• [Assignment]: Every line of the data that contains the string "frame" must be copied.

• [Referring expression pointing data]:

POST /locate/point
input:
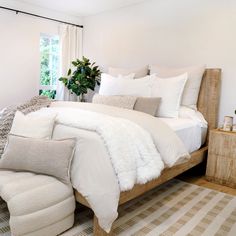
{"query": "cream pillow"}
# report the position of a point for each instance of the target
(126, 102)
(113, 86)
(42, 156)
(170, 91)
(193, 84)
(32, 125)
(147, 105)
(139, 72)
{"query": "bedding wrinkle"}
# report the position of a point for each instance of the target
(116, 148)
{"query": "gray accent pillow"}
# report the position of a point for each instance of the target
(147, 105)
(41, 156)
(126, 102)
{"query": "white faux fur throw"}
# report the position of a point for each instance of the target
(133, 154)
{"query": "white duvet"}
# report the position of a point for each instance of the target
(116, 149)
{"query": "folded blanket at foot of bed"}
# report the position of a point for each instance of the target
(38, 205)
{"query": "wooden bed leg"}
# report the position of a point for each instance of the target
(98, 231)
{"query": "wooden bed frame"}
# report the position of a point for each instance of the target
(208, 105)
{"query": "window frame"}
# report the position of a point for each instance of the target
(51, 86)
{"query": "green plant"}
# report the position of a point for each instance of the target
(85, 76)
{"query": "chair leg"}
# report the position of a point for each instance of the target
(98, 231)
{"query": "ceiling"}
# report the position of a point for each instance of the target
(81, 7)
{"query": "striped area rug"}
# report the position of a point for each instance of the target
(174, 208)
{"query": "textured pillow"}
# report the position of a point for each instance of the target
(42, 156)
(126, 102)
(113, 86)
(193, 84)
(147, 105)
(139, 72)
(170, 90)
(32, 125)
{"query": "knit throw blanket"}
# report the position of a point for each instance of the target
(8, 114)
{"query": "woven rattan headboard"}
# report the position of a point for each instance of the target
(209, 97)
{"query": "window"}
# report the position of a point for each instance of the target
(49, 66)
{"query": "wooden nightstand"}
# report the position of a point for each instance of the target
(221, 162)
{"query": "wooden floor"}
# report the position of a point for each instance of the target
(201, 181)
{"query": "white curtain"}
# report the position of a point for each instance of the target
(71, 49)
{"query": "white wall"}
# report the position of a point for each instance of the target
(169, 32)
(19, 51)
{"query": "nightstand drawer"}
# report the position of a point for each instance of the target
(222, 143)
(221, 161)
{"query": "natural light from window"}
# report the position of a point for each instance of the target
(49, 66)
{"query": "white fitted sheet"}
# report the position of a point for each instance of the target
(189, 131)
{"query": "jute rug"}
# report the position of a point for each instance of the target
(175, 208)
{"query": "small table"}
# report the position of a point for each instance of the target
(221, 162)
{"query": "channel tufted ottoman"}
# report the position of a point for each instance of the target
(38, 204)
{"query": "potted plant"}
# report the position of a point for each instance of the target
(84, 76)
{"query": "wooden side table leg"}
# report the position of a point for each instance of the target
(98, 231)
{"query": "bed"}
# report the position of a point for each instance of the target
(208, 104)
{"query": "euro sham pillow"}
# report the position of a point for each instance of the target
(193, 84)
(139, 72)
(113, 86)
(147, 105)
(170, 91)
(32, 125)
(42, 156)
==
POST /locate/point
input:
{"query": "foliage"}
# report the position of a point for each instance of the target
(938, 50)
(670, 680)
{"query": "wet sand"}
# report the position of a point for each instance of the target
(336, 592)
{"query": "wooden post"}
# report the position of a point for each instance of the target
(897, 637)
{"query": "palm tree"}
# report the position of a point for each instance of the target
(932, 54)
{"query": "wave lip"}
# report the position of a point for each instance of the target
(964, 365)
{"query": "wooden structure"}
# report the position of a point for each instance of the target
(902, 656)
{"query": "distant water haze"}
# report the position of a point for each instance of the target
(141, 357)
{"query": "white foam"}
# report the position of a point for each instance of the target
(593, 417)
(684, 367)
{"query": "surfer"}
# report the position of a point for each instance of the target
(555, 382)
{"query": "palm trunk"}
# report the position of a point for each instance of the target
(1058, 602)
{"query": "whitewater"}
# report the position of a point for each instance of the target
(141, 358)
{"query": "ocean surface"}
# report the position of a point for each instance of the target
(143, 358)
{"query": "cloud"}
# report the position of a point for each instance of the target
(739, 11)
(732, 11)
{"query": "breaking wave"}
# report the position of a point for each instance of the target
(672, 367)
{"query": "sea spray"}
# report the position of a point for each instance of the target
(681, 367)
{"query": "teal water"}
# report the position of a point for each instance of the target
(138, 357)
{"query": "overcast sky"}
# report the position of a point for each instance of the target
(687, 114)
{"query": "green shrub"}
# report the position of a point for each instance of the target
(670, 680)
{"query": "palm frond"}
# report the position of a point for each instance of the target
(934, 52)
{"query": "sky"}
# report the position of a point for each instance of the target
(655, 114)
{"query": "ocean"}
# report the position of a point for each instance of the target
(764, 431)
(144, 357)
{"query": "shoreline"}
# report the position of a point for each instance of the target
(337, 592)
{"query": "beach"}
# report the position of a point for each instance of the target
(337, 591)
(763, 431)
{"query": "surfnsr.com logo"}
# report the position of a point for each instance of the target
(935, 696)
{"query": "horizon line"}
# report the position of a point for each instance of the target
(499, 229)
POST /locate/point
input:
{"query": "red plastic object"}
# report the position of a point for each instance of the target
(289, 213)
...
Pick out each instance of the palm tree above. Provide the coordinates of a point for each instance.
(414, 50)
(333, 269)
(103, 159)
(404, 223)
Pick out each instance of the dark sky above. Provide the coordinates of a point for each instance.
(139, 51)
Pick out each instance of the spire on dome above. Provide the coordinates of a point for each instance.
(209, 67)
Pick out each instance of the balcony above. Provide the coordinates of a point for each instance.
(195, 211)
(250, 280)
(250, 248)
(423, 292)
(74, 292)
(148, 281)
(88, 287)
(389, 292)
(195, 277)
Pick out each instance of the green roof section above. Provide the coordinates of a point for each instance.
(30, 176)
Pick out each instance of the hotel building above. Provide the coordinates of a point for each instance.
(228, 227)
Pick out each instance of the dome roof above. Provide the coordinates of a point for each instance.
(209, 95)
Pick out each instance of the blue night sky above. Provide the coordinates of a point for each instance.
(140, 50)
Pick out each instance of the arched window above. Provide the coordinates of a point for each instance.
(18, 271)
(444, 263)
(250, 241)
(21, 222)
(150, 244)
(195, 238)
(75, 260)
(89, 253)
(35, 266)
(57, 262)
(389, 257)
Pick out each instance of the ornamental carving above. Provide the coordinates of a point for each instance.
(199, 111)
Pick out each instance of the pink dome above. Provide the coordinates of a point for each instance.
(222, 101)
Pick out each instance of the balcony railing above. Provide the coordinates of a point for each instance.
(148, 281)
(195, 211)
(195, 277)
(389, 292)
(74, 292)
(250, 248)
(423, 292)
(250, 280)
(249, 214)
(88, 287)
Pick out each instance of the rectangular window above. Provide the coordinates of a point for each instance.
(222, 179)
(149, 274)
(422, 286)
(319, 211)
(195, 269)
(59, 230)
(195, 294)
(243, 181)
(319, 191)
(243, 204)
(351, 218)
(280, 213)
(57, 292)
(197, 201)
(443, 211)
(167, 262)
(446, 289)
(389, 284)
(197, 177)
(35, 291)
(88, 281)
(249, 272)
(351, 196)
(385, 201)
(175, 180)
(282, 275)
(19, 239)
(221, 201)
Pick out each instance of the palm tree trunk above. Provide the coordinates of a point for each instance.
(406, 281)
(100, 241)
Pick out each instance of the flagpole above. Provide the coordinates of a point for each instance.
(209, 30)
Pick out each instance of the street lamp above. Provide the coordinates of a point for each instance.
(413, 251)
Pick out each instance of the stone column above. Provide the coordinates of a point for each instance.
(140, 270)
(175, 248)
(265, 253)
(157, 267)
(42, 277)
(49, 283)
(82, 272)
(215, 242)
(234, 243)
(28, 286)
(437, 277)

• [Task output]:
{"query": "wooden bed frame"}
{"query": "window frame"}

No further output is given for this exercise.